# DESCRIPTION OF THE TASK
Arrange the stretch of the data from the line containing "Task: pick out one point on every instance of the dense" through the end of the data as a Markdown table with two columns, No. and Line. Give each line its own numbered row and leave out any blank lines.
-- START DATA SUPPLIED --
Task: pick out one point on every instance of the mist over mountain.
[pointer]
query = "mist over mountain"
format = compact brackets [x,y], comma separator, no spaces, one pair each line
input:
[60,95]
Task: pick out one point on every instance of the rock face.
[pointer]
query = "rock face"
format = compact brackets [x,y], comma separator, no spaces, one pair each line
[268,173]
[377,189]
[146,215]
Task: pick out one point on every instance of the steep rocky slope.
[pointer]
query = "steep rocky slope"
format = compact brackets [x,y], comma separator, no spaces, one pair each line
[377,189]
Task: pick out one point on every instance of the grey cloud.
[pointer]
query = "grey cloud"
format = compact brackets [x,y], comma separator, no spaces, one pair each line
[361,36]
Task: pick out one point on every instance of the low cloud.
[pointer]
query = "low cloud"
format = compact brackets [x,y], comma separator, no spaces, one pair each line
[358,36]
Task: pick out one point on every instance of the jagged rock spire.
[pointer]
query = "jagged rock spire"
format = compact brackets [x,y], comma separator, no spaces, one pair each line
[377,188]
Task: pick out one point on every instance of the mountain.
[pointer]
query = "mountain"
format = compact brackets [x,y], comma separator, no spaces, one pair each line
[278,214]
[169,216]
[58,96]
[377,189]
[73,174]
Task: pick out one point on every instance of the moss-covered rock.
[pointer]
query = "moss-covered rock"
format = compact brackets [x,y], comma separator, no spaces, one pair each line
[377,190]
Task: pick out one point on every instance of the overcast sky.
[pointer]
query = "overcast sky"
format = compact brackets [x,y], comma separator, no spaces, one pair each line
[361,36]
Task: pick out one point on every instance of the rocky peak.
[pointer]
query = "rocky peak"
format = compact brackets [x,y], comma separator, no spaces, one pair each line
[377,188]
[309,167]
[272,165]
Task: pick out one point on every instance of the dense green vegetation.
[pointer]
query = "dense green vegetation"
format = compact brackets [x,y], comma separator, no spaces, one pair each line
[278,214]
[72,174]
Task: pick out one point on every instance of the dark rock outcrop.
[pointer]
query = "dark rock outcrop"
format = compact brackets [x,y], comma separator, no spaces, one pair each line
-- END DATA SUPPLIED --
# COMPLETE OUTPUT
| No. | Line |
|---|---|
| 1 | Task: pick out one point on every instance of the dense green vegetation. |
| 2 | [pointer] |
| 3 | query = "dense green vegetation" |
| 4 | format = compact brackets [x,y], comma separator, no spaces, one pair each line |
| 5 | [278,214] |
| 6 | [72,174] |
| 7 | Task: pick out one point on every instance of the dark rock outcrop. |
| 8 | [pointer] |
| 9 | query = "dark rock outcrop" |
| 10 | format = compact brackets [x,y], comma separator, no spaces, one pair each line |